### Opdracht
Zoek in de gegevens hieronder elke regel waarin de tekenreeks "pixel" voorkomt en neem die regels letterlijk over.

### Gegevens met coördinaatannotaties
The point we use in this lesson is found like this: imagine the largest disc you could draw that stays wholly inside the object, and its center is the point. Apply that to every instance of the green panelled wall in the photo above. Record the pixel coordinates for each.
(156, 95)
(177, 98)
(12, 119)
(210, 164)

### Antwoord
The point we use in this lesson is found like this: imagine the largest disc you could draw that stays wholly inside the object, and its center is the point. Apply that to every instance of the green panelled wall in the photo above. Record the pixel coordinates for each.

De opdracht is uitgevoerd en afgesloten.